Photo-based referring expression data:
/---
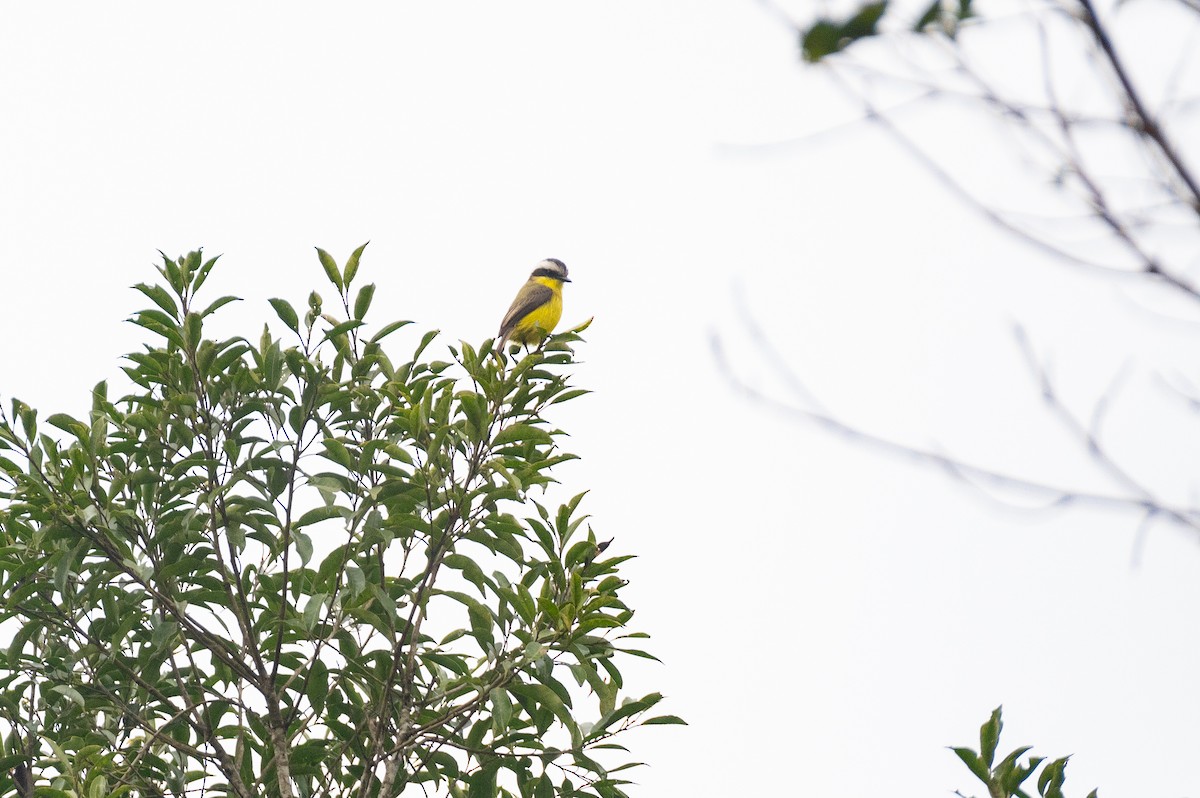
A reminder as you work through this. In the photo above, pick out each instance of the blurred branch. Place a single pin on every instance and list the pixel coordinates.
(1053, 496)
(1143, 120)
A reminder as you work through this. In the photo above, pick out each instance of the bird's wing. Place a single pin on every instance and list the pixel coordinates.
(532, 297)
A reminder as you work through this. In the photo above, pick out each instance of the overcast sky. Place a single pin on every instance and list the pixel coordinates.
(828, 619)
\---
/---
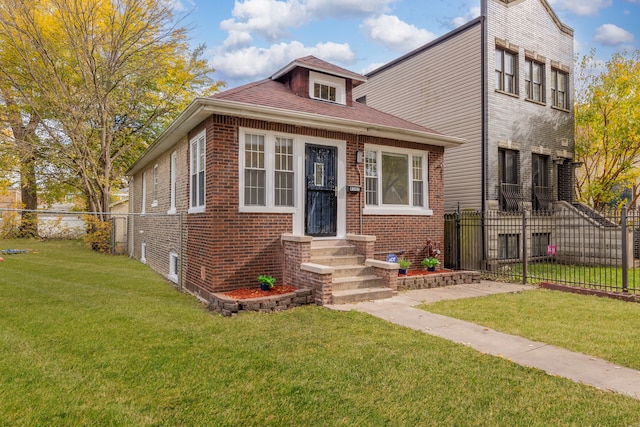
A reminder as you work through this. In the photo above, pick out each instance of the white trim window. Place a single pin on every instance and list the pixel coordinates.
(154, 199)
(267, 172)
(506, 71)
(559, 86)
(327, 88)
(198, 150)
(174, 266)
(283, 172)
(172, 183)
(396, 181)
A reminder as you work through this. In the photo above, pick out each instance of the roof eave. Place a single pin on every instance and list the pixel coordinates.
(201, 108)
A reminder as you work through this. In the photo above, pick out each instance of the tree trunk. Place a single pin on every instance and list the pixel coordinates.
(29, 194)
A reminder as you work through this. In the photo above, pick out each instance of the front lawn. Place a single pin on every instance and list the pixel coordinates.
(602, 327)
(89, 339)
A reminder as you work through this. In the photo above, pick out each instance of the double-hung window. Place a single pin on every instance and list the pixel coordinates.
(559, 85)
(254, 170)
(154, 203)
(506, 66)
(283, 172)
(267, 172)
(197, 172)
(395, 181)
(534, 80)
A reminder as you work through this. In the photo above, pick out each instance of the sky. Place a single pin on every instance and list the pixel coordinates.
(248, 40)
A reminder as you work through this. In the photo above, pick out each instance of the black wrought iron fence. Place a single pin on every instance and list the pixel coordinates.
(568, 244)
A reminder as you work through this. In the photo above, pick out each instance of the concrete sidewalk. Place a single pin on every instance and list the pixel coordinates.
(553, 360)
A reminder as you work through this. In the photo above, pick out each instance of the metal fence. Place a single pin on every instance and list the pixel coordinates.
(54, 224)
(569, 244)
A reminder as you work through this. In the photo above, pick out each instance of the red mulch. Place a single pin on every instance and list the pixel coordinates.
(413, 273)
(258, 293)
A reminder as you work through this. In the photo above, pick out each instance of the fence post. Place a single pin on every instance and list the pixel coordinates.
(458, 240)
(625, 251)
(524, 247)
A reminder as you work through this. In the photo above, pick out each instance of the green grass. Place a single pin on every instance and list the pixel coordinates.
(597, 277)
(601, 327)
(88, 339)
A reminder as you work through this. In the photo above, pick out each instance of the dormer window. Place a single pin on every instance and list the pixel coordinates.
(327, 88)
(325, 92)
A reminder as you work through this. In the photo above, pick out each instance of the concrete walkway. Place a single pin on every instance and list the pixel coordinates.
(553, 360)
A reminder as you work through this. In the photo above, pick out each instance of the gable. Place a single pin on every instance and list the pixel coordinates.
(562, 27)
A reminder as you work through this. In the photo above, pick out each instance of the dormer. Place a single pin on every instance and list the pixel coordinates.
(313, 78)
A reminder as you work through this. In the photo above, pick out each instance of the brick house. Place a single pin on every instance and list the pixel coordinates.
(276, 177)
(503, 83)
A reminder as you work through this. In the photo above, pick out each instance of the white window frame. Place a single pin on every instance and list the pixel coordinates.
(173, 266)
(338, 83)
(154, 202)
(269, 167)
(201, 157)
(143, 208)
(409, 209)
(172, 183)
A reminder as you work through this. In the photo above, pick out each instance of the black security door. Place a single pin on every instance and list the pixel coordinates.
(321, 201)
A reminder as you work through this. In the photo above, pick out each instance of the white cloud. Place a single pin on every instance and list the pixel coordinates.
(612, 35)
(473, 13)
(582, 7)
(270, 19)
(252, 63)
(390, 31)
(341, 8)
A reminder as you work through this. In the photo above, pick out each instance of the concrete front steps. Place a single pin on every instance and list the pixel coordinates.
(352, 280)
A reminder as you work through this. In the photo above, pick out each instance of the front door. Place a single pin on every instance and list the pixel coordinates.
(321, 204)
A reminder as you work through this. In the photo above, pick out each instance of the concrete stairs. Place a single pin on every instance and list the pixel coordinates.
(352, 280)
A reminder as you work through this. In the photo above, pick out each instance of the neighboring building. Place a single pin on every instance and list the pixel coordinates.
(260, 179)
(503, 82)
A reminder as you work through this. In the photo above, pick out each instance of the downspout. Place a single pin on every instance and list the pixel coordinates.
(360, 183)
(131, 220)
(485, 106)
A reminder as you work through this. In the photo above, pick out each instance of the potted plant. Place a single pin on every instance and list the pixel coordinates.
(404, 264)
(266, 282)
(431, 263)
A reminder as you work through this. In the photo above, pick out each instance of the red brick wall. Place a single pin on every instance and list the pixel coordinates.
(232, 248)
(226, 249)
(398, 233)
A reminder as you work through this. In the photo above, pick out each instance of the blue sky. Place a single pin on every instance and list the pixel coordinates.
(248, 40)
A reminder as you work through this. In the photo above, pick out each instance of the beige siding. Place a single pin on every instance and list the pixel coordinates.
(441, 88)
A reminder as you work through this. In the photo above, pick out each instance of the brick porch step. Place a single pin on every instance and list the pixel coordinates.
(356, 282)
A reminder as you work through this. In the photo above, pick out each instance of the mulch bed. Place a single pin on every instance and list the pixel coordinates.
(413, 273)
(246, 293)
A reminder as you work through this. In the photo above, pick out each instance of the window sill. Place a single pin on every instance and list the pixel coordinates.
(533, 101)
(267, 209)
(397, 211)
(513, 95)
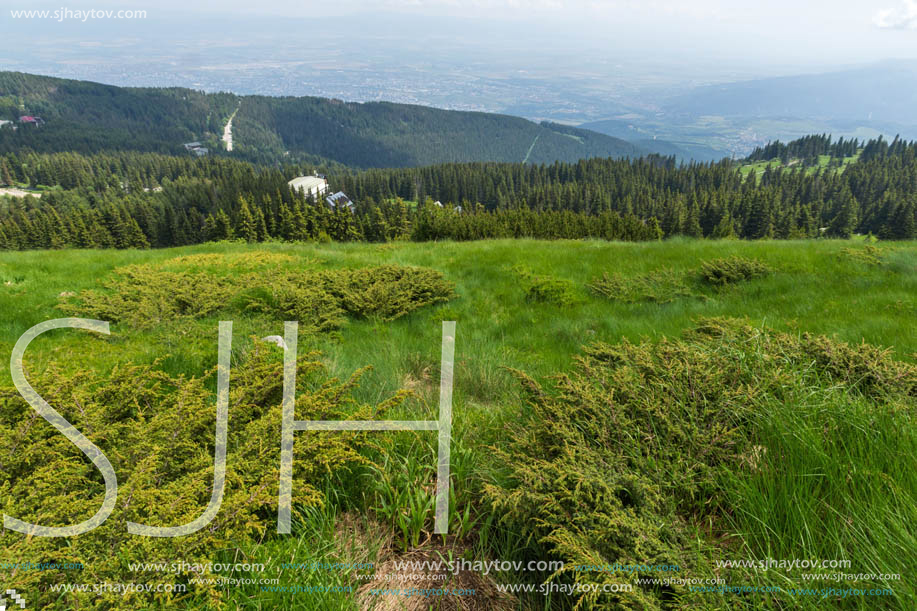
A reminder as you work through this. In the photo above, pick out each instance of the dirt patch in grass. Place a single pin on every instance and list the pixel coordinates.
\---
/---
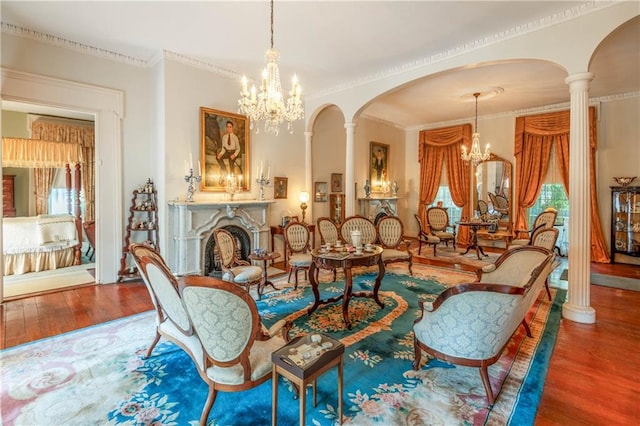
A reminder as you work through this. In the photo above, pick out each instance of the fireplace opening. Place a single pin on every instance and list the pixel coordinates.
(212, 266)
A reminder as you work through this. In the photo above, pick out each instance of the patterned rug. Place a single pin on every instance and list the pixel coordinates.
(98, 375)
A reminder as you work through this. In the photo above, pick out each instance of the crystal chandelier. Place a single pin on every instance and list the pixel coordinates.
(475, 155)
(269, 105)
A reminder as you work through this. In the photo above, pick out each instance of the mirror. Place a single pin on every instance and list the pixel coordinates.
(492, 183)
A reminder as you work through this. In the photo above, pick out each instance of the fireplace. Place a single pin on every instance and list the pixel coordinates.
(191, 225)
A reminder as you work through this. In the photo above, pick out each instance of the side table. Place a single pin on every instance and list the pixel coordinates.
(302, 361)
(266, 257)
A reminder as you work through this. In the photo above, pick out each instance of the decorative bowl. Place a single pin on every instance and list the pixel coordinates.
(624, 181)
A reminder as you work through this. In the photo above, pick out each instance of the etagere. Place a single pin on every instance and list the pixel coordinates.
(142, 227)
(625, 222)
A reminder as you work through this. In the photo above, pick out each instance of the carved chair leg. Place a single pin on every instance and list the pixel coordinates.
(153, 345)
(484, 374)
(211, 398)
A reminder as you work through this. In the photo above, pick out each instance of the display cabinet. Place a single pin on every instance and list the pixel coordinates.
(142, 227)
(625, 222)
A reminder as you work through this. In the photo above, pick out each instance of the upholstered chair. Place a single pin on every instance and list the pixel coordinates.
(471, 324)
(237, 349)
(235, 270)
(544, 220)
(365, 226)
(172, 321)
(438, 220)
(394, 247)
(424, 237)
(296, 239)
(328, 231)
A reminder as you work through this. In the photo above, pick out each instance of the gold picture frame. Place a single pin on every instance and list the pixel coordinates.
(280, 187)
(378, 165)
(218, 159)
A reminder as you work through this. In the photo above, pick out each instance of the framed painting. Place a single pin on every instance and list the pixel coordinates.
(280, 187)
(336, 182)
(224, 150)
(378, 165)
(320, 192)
\---
• **PROBLEM TO WORK ON**
From the records above, copy only the lines running from the line containing "of the mulch" to the line containing "of the dirt", both ends included. Leave the pictures out.

• **OUTPUT FOR THIS TASK**
A reminder as you work through this. In the photo above, pick out each instance of the mulch bed. Place a single pin on every instance and list the pixel coordinates.
(413, 273)
(246, 293)
A reminder as you work through this. In the photo above, pick out each instance of the window sill. Place a single pin on every instance and list the pixel coordinates.
(533, 101)
(267, 209)
(397, 211)
(513, 95)
A reminder as you work through this. In the photo above, pick out each instance of the dirt patch in grass. Place a single pin on every instance and list the pixel coordinates.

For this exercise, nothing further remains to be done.